Region annotation entries
▼

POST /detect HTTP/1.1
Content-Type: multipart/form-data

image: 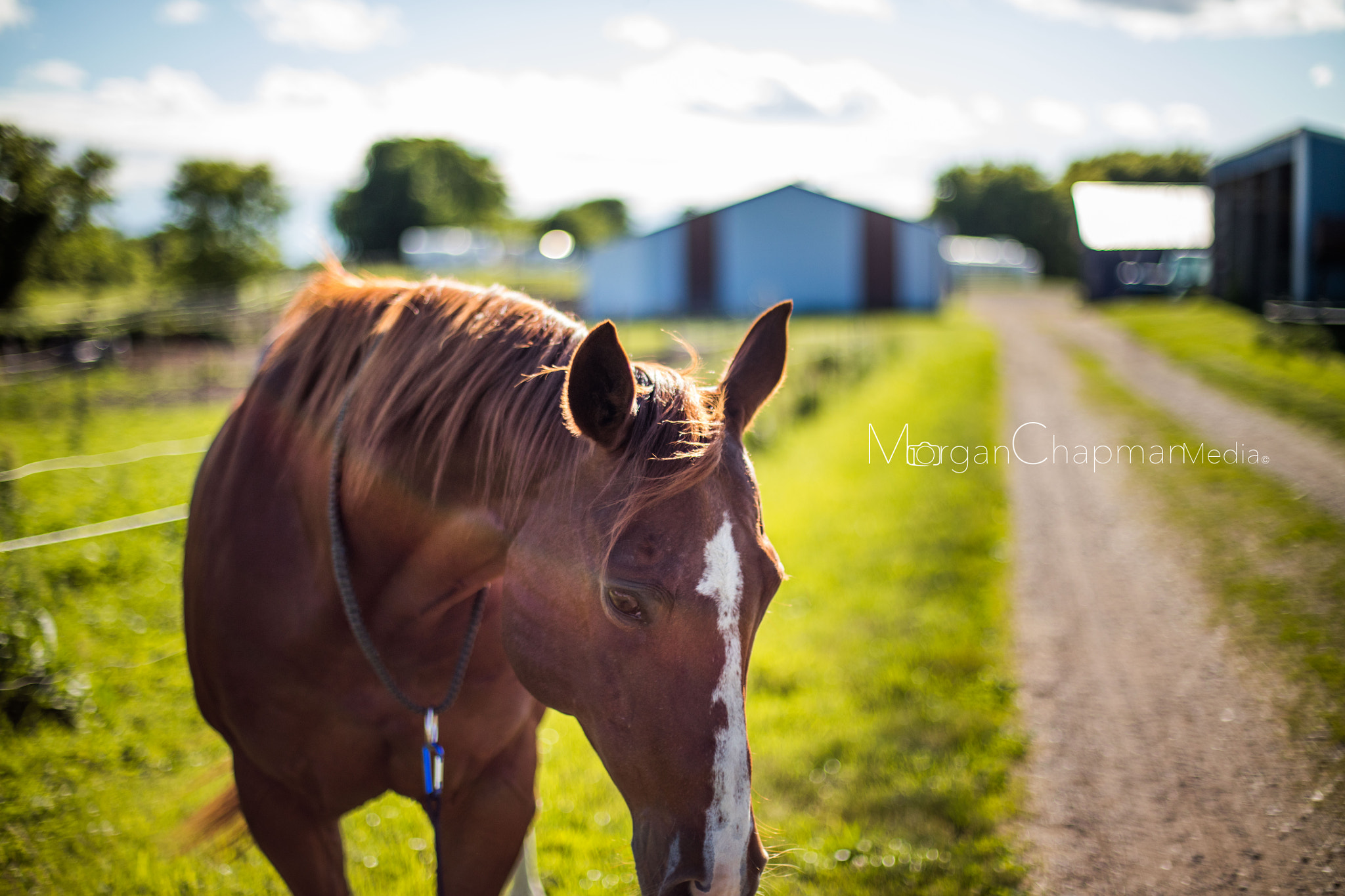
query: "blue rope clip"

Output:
[421,710,444,797]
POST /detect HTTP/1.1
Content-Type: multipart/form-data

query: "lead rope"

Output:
[327,333,485,896]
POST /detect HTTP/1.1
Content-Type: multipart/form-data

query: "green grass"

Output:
[1107,298,1345,440]
[0,311,1024,893]
[1074,349,1345,752]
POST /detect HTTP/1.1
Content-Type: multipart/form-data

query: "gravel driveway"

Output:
[971,294,1345,893]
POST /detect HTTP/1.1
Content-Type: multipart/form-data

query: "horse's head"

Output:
[504,302,791,896]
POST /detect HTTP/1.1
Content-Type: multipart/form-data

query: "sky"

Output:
[0,0,1345,263]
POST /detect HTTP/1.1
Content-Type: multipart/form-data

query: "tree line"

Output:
[0,123,629,309]
[932,149,1209,277]
[0,117,1208,309]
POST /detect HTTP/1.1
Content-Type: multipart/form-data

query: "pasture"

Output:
[0,313,1025,893]
[1105,298,1345,440]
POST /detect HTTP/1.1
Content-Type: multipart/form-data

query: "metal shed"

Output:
[1209,127,1345,318]
[584,184,947,318]
[1069,181,1214,298]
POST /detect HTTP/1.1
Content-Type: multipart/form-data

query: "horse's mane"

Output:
[263,263,724,538]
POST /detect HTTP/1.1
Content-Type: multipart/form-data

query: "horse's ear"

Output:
[561,321,635,452]
[720,299,793,435]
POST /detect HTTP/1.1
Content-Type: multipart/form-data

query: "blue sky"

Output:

▲

## Stated exercise
Rewrite all of the material, replacing "horse's" with "pony's" wherever it occurs and leaving everything else unchanged. Omit the pictures from your answer.

## Response
POST /detect HTTP/1.1
Content-Type: multipart/form-data

image: 
query: "blue rope clip"

Output:
[421,710,444,797]
POST /detect HTTP/1.1
Content-Type: multipart/form-data

query: "lead rope"

Output:
[327,333,485,896]
POST /detect HTTP/1.1
Content-Type: multipart/form-data

query: "green grass"

Output:
[1107,298,1345,440]
[0,311,1024,893]
[1074,349,1345,752]
POST /detect HTTP/1.1
Content-Type: multipart/form-data

query: "gravel driveway"

Output:
[971,294,1345,893]
POST /detect HTTP/1.1
Content-Type: multipart/form-data

query: "pony's head"

Output:
[504,302,791,896]
POST /detect HTTP/1.1
Content-Type: multipart/form-data

query: "sky"

Output:
[0,0,1345,263]
POST /detect HTTP/1.1
Content-Type: multipart/form-data

query: "tree line"

Output:
[0,123,629,309]
[932,149,1209,277]
[0,117,1208,309]
POST /detect HTTP/1.1
Content-Type: multipart/form-data

query: "pasture"

Output:
[0,313,1025,893]
[1105,298,1345,440]
POST /detect HTTP/1.1
Content-Type: multipart/form-data

query: "metal shed"

Output:
[1209,127,1345,318]
[584,184,947,318]
[1069,181,1214,298]
POST /detect HTTP/1.1
Content-Type: multipart/form-data

query: "pony's mane"

Output:
[263,263,724,538]
POST /detect HTTP/1.1
Content-Type: multipart/form-data

query: "pony's ear"

Output:
[561,321,635,452]
[720,299,793,435]
POST /detect HTTP/1.1
Content-Type: multipart/form-data

query: "blue sky"

Output:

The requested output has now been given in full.